EXERCISE AIM = Rewrite the article on the New Jersey nurses' strike from "Health professionals allege" up to and including "guidelines like California.", putting "persistent" in place of "chronic".

EXCERPT TO READ =
115 Days and Counting: New Jersey Nurses Strike For Better Pay

115 Days and Counting: New Jersey Nurses Strike For Better Pay

Nurses at one of the largest hospitals in New Jersey want better pay and strict patient-to-nurse ratios like those in California.


Nurses at Robert Wood Johnson University Hospital, one of the largest in the state of New Jersey, continue a 115-day strike that started on Aug. 4 to demand better pay.

The nurses at the 620-bed New Brunswick hospital want better pay and strict patient-to-nurse ratios, NJ.com reported. But hospital officials oppose enforceable patient-to-nurse ratios because they believe it limits the flexibility of staffing during higher volume periods, according to the outlet.

Health professionals allege chronic understaffing compromised patient care. They believe New Jersey should enforce staffing guidelines like California.

According to Becker’s Hospital Review, California law enforces a one-to-one ratio of nurses to patients in operating rooms, one-to-two in intensive care, labor and delivery, ICU patients in the ER, and neonatal care and one-to-four in emergency rooms, postpartum/antepartum and telemetry units among other guidelines.

Going without pay is a courageous undertaking in a tough economy and Judy Danella, a registered nurse at the facility and president of United Steel Workers Local 4-200 believes the hospital is using it to its advantage. Danella, the president of the union that represents the nurses said about the loss of payment according to NJ.com, “I believe that’s probably one of the aspects that the hospital is using to break the union.”

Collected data
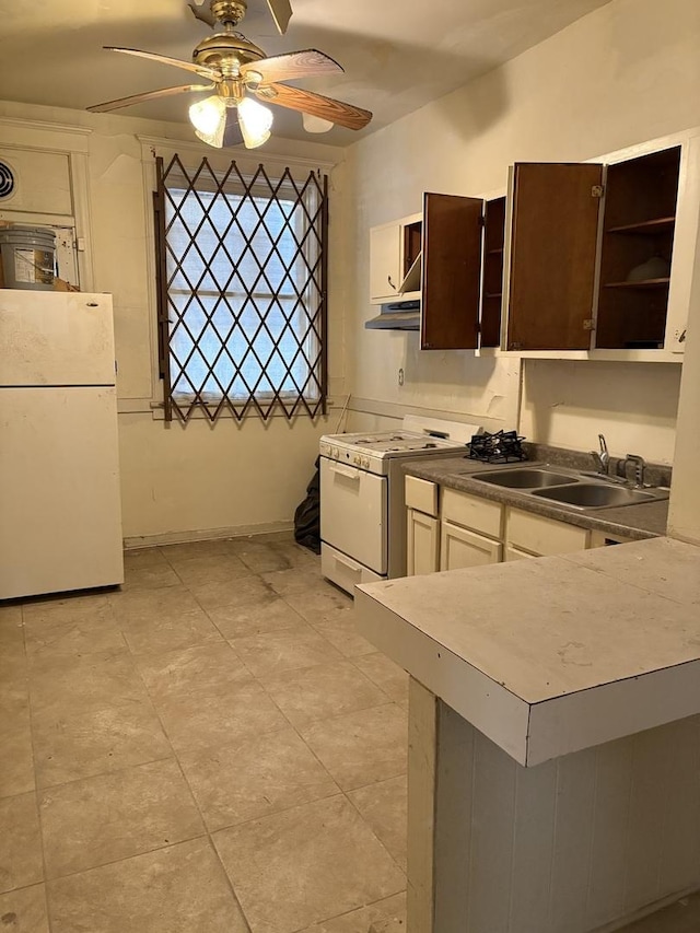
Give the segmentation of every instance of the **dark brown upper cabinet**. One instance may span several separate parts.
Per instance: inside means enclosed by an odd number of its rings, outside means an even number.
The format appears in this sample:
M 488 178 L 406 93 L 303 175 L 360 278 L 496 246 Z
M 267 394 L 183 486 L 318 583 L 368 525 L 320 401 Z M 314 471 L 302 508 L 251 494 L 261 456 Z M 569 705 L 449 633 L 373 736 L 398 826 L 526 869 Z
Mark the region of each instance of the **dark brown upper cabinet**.
M 423 196 L 421 350 L 479 346 L 483 201 Z
M 421 350 L 497 347 L 504 223 L 504 197 L 485 203 L 482 198 L 425 193 L 421 214 L 370 231 L 371 301 L 392 306 L 420 301 L 416 329 Z M 396 268 L 402 279 L 394 291 Z M 389 317 L 381 315 L 381 322 L 374 318 L 366 326 L 394 329 Z M 410 329 L 404 312 L 400 317 L 396 329 Z
M 504 349 L 664 349 L 680 164 L 513 167 Z
M 500 347 L 503 304 L 503 247 L 505 197 L 488 200 L 483 208 L 483 258 L 479 347 Z
M 518 163 L 512 178 L 508 350 L 585 350 L 603 165 Z

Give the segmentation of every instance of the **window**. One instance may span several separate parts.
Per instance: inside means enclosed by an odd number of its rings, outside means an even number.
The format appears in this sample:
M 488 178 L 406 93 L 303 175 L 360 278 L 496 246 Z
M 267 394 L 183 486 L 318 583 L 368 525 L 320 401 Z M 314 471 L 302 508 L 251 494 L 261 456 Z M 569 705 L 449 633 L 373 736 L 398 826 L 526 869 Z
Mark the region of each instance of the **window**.
M 326 177 L 156 165 L 166 420 L 325 413 Z

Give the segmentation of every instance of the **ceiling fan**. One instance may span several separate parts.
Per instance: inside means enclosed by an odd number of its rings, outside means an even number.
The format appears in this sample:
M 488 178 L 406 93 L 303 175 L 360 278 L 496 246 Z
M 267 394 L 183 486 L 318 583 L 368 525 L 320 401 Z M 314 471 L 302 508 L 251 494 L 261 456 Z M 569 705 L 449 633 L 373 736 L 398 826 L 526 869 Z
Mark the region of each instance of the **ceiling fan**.
M 105 48 L 176 66 L 211 83 L 180 84 L 147 91 L 95 104 L 88 107 L 89 110 L 105 113 L 175 94 L 213 91 L 211 96 L 198 100 L 189 107 L 189 119 L 199 139 L 219 149 L 240 142 L 247 149 L 255 149 L 270 138 L 272 112 L 255 97 L 348 129 L 362 129 L 372 119 L 369 110 L 353 104 L 280 83 L 298 78 L 336 74 L 343 69 L 332 58 L 313 48 L 266 58 L 261 48 L 236 32 L 237 24 L 246 13 L 246 0 L 211 0 L 210 13 L 195 2 L 188 5 L 197 19 L 214 27 L 220 23 L 223 27 L 195 47 L 191 62 L 136 48 Z M 278 30 L 284 33 L 291 16 L 289 0 L 268 0 L 268 5 Z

WRITTEN ANSWER =
Health professionals allege persistent understaffing compromised patient care. They believe New Jersey should enforce staffing guidelines like California.